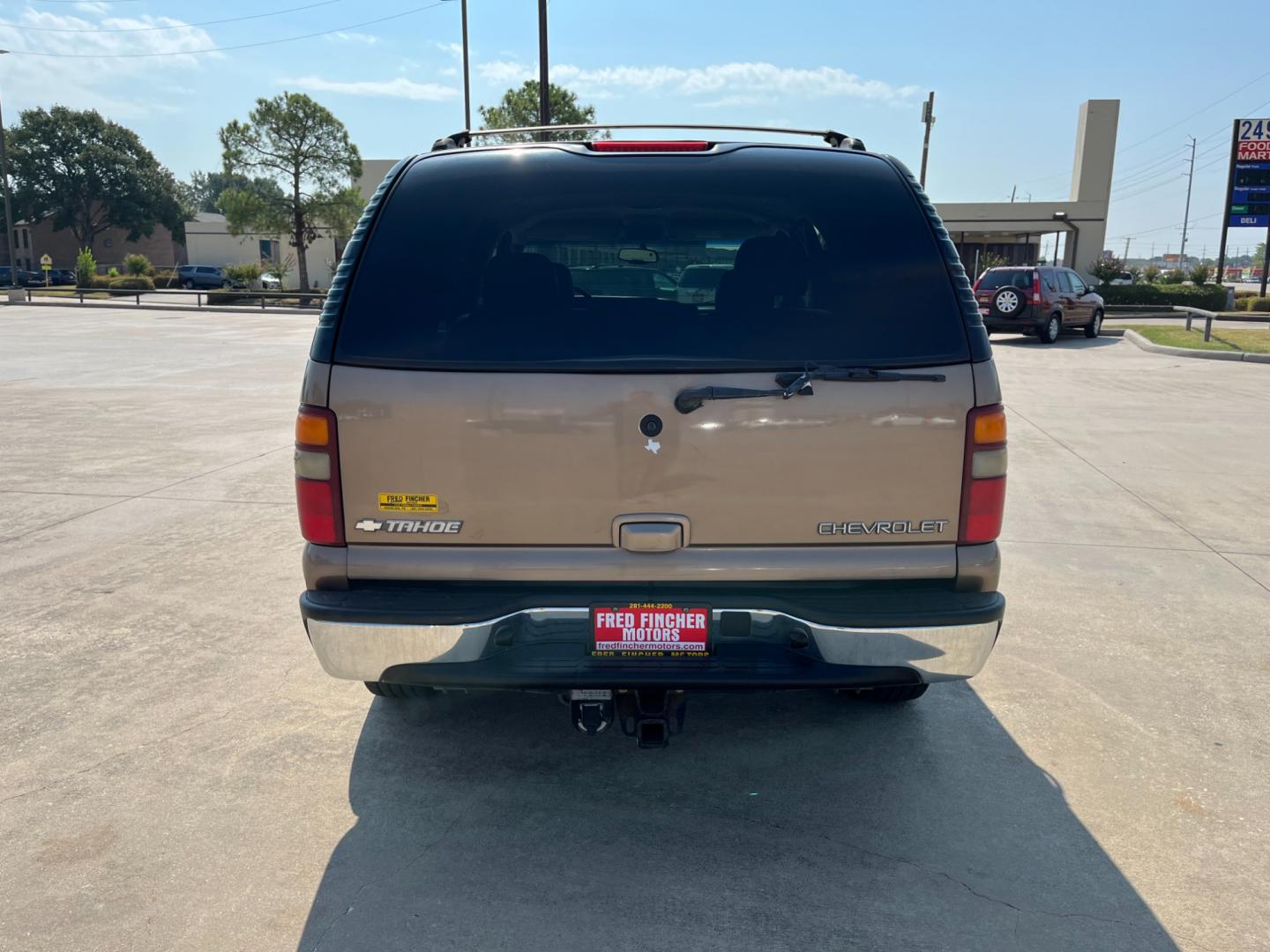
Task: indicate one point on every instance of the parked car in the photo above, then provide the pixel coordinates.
(617, 498)
(698, 282)
(624, 280)
(202, 276)
(1041, 301)
(20, 277)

----------

**Work required**.
Rewrite the lines above as a numbered list, omitting any blank lines and leaving out the pictures.

**Exercise solution**.
1. Task: indicate one point on every instance of the parked car in the photo above, then provide the pixel coordinates.
2. (617, 498)
3. (698, 282)
4. (624, 280)
5. (202, 276)
6. (1041, 301)
7. (20, 277)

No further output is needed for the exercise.